* _Task directions_
Render everything from the line containing "Q: Locate the yellow plumage" down to the final line of the items below as a JSON list of strings, with one string per line and blank lines omitted.

* _Given information_
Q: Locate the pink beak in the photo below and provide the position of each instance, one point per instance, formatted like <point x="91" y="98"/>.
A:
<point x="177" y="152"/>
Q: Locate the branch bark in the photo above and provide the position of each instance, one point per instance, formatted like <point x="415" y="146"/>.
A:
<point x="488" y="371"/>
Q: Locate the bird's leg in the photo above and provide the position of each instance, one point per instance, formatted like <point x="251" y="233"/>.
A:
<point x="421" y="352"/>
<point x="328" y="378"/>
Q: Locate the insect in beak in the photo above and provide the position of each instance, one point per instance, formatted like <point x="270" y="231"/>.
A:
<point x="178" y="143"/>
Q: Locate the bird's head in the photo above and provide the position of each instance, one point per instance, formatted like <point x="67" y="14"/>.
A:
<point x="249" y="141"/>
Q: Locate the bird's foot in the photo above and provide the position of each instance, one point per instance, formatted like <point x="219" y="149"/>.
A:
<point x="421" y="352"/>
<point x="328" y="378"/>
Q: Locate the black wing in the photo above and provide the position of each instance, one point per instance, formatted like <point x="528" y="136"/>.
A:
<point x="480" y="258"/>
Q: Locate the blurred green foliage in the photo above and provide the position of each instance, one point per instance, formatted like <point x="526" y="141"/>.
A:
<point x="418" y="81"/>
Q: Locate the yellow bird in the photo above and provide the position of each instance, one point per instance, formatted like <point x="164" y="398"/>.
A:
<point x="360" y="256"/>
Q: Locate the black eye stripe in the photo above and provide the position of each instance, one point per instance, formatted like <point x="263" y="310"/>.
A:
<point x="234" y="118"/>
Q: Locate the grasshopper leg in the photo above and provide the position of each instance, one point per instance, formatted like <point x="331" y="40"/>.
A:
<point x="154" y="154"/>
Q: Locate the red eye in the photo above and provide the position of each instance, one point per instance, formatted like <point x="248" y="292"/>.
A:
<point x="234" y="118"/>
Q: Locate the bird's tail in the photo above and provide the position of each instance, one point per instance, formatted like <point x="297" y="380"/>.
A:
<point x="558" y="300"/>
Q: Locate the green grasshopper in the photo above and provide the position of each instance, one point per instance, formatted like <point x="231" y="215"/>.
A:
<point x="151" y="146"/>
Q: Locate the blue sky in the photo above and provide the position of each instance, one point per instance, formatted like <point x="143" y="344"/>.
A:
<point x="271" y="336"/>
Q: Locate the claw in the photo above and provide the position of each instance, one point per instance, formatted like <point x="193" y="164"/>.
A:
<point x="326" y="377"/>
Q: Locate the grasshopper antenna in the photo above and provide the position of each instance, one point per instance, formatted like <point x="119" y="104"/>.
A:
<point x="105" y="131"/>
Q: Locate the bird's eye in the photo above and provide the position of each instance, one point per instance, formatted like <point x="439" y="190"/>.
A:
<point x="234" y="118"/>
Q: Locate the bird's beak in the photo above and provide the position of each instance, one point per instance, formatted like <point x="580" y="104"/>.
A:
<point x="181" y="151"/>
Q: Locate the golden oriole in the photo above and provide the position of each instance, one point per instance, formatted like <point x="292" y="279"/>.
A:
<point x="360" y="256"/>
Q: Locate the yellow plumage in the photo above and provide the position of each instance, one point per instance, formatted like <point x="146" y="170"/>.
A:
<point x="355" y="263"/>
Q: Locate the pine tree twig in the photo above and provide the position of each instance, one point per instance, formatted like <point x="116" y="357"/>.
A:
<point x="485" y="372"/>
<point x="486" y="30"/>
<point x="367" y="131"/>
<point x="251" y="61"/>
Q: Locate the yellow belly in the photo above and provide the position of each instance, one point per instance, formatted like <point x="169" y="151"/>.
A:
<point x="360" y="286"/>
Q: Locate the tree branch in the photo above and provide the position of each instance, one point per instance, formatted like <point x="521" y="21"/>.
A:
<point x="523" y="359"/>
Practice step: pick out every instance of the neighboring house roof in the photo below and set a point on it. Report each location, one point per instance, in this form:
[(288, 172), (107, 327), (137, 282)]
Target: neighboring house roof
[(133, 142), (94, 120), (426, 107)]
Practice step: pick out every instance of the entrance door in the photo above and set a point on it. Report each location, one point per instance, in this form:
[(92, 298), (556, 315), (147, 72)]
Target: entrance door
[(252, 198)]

* _Result of the task_
[
  "Q: Locate the yellow plumage in the photo above and provide the position of each instance, one point per instance, formatted like <point x=\"146\" y=\"170\"/>.",
  "A:",
  "<point x=\"355\" y=\"263\"/>",
  "Q: Locate the pine tree twig in the photo above and provide the position of each instance, one point per instance, formatted like <point x=\"116\" y=\"357\"/>.",
  "A:",
  "<point x=\"485\" y=\"372\"/>",
  "<point x=\"486\" y=\"30\"/>",
  "<point x=\"367\" y=\"131\"/>",
  "<point x=\"251\" y=\"61\"/>",
  "Q: Locate the yellow belly in the photo above and provide the position of each instance, one point per instance, formatted like <point x=\"169\" y=\"151\"/>.",
  "A:",
  "<point x=\"360\" y=\"286\"/>",
  "Q: Locate the tree branch in the photo above and provide the position of each instance, one point per instance, formatted like <point x=\"521\" y=\"21\"/>.",
  "A:",
  "<point x=\"523\" y=\"359\"/>",
  "Practice step: pick out every instance of the neighboring house roof in the photo below and set a point on it. Report each location, one point per instance, in this form:",
  "[(288, 172), (107, 327), (137, 282)]",
  "Target: neighboring house roof",
  "[(133, 142), (94, 120), (426, 107)]",
  "Practice step: pick out every instance of the entrance door in the photo above and set a point on it. Report each location, one point per instance, in this form:",
  "[(92, 298), (556, 315), (147, 72)]",
  "Target: entrance door",
  "[(252, 198)]"
]